--- Material for the task ---

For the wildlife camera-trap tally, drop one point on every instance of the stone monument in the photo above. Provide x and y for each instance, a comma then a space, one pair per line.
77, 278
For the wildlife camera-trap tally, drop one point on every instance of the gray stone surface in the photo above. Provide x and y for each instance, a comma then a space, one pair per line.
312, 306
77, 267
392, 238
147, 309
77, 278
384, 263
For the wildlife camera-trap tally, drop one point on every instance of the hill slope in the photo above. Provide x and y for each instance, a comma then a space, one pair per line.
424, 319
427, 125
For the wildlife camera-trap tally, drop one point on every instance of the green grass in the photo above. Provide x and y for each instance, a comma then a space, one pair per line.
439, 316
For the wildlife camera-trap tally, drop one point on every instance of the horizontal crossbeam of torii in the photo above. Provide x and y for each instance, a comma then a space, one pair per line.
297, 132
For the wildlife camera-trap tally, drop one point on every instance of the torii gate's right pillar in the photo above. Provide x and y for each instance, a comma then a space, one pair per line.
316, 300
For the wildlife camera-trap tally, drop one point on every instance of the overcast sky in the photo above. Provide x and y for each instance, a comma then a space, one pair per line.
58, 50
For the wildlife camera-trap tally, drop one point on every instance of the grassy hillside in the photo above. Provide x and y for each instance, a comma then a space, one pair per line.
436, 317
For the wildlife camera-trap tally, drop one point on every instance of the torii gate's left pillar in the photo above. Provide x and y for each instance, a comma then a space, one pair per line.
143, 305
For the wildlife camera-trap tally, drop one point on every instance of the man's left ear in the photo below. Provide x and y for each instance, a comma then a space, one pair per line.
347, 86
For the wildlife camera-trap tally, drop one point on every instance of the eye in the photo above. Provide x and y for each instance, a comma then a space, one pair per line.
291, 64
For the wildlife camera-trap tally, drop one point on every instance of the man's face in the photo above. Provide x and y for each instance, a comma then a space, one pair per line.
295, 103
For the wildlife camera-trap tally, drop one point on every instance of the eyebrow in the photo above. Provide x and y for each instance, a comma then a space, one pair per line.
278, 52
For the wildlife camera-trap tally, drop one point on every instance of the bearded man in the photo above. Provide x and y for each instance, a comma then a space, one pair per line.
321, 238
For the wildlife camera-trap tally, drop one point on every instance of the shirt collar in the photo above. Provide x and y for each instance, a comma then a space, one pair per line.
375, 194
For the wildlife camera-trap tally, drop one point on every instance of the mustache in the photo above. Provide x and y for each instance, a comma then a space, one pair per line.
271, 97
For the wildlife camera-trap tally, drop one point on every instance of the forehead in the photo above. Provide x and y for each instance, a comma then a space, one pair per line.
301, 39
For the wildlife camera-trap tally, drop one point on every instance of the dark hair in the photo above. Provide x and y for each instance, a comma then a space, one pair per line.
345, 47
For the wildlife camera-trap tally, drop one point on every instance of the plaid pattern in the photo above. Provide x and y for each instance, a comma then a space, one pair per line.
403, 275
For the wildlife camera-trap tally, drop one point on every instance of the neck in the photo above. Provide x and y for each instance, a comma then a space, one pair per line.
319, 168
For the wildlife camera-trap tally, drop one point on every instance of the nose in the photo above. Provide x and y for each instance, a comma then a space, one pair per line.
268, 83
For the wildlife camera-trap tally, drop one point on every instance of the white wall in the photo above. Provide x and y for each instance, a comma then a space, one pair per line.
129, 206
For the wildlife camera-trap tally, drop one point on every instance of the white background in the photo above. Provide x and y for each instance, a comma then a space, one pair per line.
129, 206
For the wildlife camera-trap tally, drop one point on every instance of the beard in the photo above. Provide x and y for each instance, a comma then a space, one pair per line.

---

The entries above need to be transcribed with no differences at all.

For the wildlife camera-trap tally, drop one point on every instance of the stone monument in the photo above. Provide x and y for each instance, a comma then a space, one pair per line.
77, 278
For the wildlife camera-trap tally, drop one point on every instance of the gray stone surface in the photo above. Provide x and y for each instance, a comma then a space, one pair per line.
312, 306
77, 267
392, 238
147, 309
77, 278
384, 263
For the wildlife camera-trap tally, drop one point on every instance of the hill slope in the photo above. Provide x and y for each instance, a comma then a space, one pair per line.
424, 319
427, 125
For the wildlife camera-trap tally, drop one point on every instance of the green grass in the photo above. Provide x and y for each instance, a comma then a space, one pair per line.
439, 316
For the wildlife camera-trap tally, drop one point on every instance of the horizontal crossbeam of torii in the photo above. Provide x and y for each instance, a comma then a space, one pair per line.
297, 132
For the wildlife camera-trap tally, drop one point on every instance of the torii gate's right pillar in the photo above. Provide x and y for each instance, a comma then a space, one pair per line.
316, 300
For the wildlife camera-trap tally, drop one point on every instance of the overcast sky in the photo above. Provide x and y for each instance, a comma then a space, one pair per line.
58, 50
For the wildlife camera-trap tally, drop one point on every instance of the grassy hillside in the photo above. Provide x and y for each instance, a comma then a space, one pair per line.
436, 317
For the wildlife camera-trap tally, drop one point on every instance of the torii gate's left pillar in the photo above. Provide x and y for each instance, a comma then a space, one pair per line.
143, 305
For the wildlife camera-trap tally, drop one point on every instance of the man's left ear in the photo below. Provide x and y for each instance, a comma then a space, one pair per line.
347, 86
For the wildlife camera-trap tally, drop one point on every instance of the eye in the photo above. Provide x and y for each instance, a comma then a space, one pair per line.
291, 64
For the wildlife camera-trap tally, drop one point on every instance of the man's face in the photo above. Provide x and y for each instance, a comma then a space, one pair per line.
295, 103
For the wildlife camera-trap tally, drop one point on every instance of the eyebrow in the photo above. Provide x and y for each instance, a comma then a space, one pair per line.
278, 52
For the wildlife camera-trap tally, drop one point on every instance of the bearded man in the photo above. Provide x and y for each instance, a comma then a space, one pair per line.
321, 238
For the wildlife camera-trap tally, drop one point on every instance of the shirt collar in the photo above. Provide x and y for each instance, a comma then a space, one pair per line.
375, 194
For the wildlife camera-trap tally, drop one point on every instance of the mustache in the photo above. Provide x and y for each instance, a comma then a space, one pair per line.
271, 97
For the wildlife camera-trap tally, drop one point on every instance of the forehead in the photo above. Provide x and y for each instance, a comma then a space, one pair per line.
301, 39
For the wildlife camera-trap tally, drop one point on every instance of the dark hair in the photo above. Provide x and y for each instance, a comma then a space, one pair per line.
345, 47
For the wildlife camera-trap tally, drop one point on every instance of the plaid pattern in the photo above. Provide x and y for each instance, a comma then a space, one pair per line.
403, 275
For the wildlife camera-trap tally, drop one point on every instance of the neck in the photo above. Provide x and y for each instance, a comma then a space, one pair per line.
319, 168
For the wildlife camera-trap tally, drop one point on every instance of the nose in the photo above. Provide x and y for each instance, a comma then a space, one pair per line.
268, 83
For the wildlife camera-trap tally, drop one point on every instance of the white wall in the photo above. Provide x and y for each instance, a comma then a space, one pair per line.
129, 206
For the wildlife camera-trap tally, drop one point on every instance of the white background in the photo above. Provide x and y for each instance, a comma then a space, one pair per line.
129, 206
For the wildlife camera-trap tally, drop one point on every instance of the beard in the photo above. Provide x and y for each instance, a comma then a space, one pair per line.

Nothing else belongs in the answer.